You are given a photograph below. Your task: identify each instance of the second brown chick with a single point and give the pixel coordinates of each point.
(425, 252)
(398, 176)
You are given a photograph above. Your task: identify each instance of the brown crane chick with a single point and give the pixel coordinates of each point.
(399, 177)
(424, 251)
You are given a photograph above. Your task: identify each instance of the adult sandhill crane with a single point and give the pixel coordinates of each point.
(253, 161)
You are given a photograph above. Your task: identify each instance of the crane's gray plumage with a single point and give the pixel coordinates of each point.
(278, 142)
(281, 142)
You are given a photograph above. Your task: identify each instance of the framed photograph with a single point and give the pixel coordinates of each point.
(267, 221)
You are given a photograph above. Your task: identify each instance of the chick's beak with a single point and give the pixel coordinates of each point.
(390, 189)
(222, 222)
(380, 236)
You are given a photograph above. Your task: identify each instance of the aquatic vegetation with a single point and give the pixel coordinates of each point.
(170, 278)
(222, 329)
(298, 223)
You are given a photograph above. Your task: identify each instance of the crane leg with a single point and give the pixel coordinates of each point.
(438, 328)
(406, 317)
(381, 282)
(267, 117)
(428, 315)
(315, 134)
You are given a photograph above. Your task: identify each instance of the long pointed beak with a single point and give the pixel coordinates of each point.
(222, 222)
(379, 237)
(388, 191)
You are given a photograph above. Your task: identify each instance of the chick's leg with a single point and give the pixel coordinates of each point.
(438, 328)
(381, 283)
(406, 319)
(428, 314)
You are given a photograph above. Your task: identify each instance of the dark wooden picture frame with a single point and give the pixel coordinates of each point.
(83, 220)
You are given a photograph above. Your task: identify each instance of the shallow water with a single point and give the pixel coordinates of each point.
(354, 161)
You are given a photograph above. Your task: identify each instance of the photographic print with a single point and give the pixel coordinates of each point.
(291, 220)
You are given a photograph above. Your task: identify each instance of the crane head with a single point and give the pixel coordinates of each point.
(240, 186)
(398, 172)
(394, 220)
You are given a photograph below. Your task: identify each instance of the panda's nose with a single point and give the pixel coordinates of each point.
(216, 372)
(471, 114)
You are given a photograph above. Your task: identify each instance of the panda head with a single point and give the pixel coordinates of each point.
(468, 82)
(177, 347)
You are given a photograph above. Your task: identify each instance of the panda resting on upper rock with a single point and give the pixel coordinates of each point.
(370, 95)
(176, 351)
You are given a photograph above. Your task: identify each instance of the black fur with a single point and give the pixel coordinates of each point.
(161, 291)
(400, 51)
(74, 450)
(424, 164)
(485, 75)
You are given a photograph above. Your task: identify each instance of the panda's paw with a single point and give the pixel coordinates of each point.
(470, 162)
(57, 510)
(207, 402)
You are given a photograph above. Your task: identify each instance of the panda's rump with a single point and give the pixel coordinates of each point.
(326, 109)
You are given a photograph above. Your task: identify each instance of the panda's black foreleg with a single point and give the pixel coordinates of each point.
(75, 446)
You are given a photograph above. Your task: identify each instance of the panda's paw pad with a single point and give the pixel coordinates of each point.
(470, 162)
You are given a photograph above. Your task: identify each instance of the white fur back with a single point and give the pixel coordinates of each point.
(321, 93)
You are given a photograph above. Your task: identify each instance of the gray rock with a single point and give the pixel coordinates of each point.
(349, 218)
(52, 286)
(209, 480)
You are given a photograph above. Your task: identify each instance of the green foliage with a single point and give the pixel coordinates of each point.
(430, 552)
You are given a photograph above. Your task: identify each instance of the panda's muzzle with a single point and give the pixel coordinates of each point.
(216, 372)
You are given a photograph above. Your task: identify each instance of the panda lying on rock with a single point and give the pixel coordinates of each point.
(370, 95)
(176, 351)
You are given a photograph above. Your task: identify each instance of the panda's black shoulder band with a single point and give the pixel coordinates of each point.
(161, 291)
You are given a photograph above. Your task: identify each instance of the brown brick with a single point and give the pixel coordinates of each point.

----------------------------------------

Challenge:
Print every record above exactly as written.

Result of this task:
You are given a photograph below. Your task: identify each instance of the second brown chick with a single point and give the pixel coordinates of each point.
(425, 252)
(398, 176)
You are given a photograph above. Your task: identify each instance of the brown crane chick with a single point and give the pixel coordinates of each point.
(399, 177)
(424, 251)
You are given a photograph above. Your task: identify each instance of the adult sandhill crane with a single point and give the pixel coordinates of each point.
(253, 161)
You are given a photograph above. Your task: identify each instance of the crane's gray plumage with a single point and give the pixel coordinates of each point.
(278, 142)
(281, 142)
You are given a photograph above. Your task: identify each instance of the framed photograph with a single point and give the pixel coordinates of each point.
(267, 221)
You are given a photograph above. Your task: identify each instance of the chick's beak with a single point and give the pixel coordinates of each point.
(390, 189)
(222, 222)
(380, 236)
You are given a photograph above. Your task: identify each instance of the aquatic vegetation with a single point and give the pixel coordinates of each point.
(170, 278)
(222, 329)
(298, 223)
You are given a photograph above. Your task: identify each instance of the crane leg with a single point and give the pixel coordinates of each point.
(438, 328)
(406, 317)
(381, 282)
(267, 117)
(428, 315)
(315, 134)
You are given a photograph above. Your task: identify each instance of the long pointed beak with a single point and give the pixel coordinates of each point.
(222, 222)
(379, 237)
(388, 191)
You are given a photograph above. Your task: identify each instance of the chick's leg with a single point and give the pixel coordinates of each point.
(438, 328)
(381, 283)
(406, 319)
(428, 314)
You are given a photograph above. Your task: identify each instance of the dark wooden picture frame with a single point and give the pixel coordinates of each point.
(83, 220)
You are given a photograph above. Your task: identify each instance of the shallow water with a single point and give the pixel coordinates of each point.
(354, 161)
You are given a photograph above. Your task: identify each instance of the photographic print with a single point and give the pixel coordinates of each point.
(291, 220)
You are given a photograph above. Your task: identify each instance of the crane head with a single point and give the pixel coordinates of each point.
(240, 186)
(398, 172)
(394, 220)
You are given a photograph below. Your task: identify each instance of the panda's nose with a single point and give the pixel coordinates of each point.
(216, 372)
(471, 114)
You are given a photograph above. Your task: identify each instance of the panda head with a single point and give the pixel coordinates of each point.
(468, 82)
(177, 347)
You are given a photograph above. Your task: identify each instance of the panda resting on upper rock with a single point and give the pixel coordinates of each point.
(370, 95)
(176, 351)
You are given a photograph above. Your task: identify each instance of the black fur with a single point and give the pixel coordinates of each point.
(161, 291)
(400, 51)
(74, 450)
(424, 164)
(485, 75)
You are given a photograph above. Your task: identify each instance of the panda's paw with a single point and give the pixel coordinates of each point.
(470, 162)
(57, 510)
(207, 402)
You are given a photograph above. Your task: identify each instance of the panda's rump with a single point and give the pixel coordinates of each point.
(326, 109)
You are given a photograph above. Your task: identify each instance of the panda's black foreleg with a single point and give the pixel coordinates of each point.
(75, 446)
You are given a photograph above. Your task: identify each instance of the panda's paw pad with a single point and give the pixel coordinates of each point.
(470, 162)
You are given a photograph above. Your task: identify each instance of the white fur back with a single point and give the pixel coordinates of each point.
(321, 93)
You are given a photograph above. Your task: identify each instance of the gray rock with a single point and give the pixel coordinates of each point.
(349, 218)
(52, 286)
(209, 480)
You are given a photograph above. Your task: identify each instance of the green foliage with a single point and give the pixel coordinates of each point.
(430, 552)
You are given a photograph above. Your task: identify each instance of the panda's muzzle with a single point and give the pixel coordinates of each point.
(216, 372)
You are given a photograph above. Your task: identify each instance of the panda lying on rock with a single point and give the pixel coordinates of each point.
(370, 95)
(176, 351)
You are given a photograph above. Your task: identify each instance of the panda's black shoulder band with a single point and give the pixel coordinates of each point.
(161, 291)
You are given a photograph above. Your task: identify each instance of the brown brick with a single point and give the pixel coordinates of each point.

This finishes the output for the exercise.